TASK DIRECTIONS → Your answer should consist of the lines in the listing that hold "dishwasher".

-------

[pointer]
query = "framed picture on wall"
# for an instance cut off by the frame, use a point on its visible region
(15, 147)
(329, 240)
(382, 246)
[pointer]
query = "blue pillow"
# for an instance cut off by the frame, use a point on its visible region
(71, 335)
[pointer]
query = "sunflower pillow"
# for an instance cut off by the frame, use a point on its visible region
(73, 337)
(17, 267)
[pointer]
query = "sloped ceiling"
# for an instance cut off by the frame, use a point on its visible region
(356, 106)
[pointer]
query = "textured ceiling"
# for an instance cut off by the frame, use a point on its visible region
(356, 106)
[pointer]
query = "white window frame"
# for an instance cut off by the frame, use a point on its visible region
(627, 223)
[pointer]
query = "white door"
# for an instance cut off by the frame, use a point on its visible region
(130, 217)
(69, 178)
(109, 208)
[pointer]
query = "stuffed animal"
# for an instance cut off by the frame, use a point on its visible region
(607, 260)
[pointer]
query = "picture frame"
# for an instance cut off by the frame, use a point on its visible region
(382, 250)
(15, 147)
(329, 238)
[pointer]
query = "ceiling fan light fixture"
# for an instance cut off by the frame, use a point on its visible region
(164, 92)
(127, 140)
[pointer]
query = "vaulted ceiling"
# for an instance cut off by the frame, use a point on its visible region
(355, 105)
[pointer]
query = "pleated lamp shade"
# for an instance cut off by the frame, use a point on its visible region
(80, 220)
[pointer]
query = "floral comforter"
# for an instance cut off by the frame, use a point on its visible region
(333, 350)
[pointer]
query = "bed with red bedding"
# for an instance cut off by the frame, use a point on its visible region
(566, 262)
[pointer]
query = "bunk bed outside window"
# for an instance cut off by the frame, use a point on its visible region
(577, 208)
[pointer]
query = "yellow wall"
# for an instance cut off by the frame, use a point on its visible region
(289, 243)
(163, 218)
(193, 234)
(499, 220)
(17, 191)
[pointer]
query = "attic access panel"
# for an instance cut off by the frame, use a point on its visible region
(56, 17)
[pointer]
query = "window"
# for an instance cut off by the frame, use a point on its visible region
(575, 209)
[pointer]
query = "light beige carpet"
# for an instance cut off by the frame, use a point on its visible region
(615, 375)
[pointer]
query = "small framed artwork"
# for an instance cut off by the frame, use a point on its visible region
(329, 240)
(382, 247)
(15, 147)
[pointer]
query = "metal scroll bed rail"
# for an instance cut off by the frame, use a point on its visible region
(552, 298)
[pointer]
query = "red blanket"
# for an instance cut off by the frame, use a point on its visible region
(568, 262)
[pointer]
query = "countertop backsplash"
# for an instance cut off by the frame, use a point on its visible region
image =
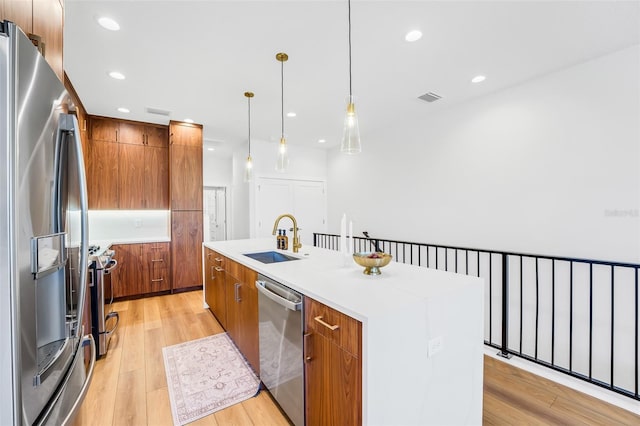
(122, 226)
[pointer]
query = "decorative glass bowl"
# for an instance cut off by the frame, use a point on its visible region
(372, 261)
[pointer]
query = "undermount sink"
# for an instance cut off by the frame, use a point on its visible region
(270, 257)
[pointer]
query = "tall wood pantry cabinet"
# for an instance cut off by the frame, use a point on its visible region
(185, 192)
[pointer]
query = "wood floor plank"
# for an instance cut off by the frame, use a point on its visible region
(159, 408)
(131, 399)
(263, 411)
(133, 356)
(152, 317)
(129, 384)
(156, 377)
(235, 415)
(99, 402)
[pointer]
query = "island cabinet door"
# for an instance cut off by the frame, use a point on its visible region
(333, 366)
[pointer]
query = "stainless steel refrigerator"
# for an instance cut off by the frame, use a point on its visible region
(43, 242)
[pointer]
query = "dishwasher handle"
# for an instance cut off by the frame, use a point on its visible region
(262, 288)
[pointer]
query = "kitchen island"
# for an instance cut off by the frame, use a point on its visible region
(422, 330)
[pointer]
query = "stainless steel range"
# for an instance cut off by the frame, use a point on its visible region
(104, 320)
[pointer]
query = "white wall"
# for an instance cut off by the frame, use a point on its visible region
(217, 169)
(304, 163)
(547, 167)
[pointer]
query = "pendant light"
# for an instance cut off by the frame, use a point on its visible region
(283, 158)
(248, 170)
(351, 133)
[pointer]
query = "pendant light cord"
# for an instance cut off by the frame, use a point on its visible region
(349, 15)
(249, 103)
(282, 96)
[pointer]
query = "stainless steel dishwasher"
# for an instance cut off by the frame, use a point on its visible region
(281, 364)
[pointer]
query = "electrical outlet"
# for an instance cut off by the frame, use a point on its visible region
(435, 345)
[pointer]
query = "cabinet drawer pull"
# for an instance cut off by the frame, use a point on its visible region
(237, 292)
(306, 346)
(329, 326)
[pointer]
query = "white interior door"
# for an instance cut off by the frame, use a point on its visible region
(306, 200)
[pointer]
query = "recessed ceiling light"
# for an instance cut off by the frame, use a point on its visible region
(413, 35)
(117, 75)
(108, 23)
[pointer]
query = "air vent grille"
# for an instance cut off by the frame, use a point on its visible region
(430, 97)
(158, 111)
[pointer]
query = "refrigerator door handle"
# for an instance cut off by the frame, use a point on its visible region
(88, 339)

-------

RESPONSE →
query = "dishwasher handle"
query = "stainless steel dishwasher"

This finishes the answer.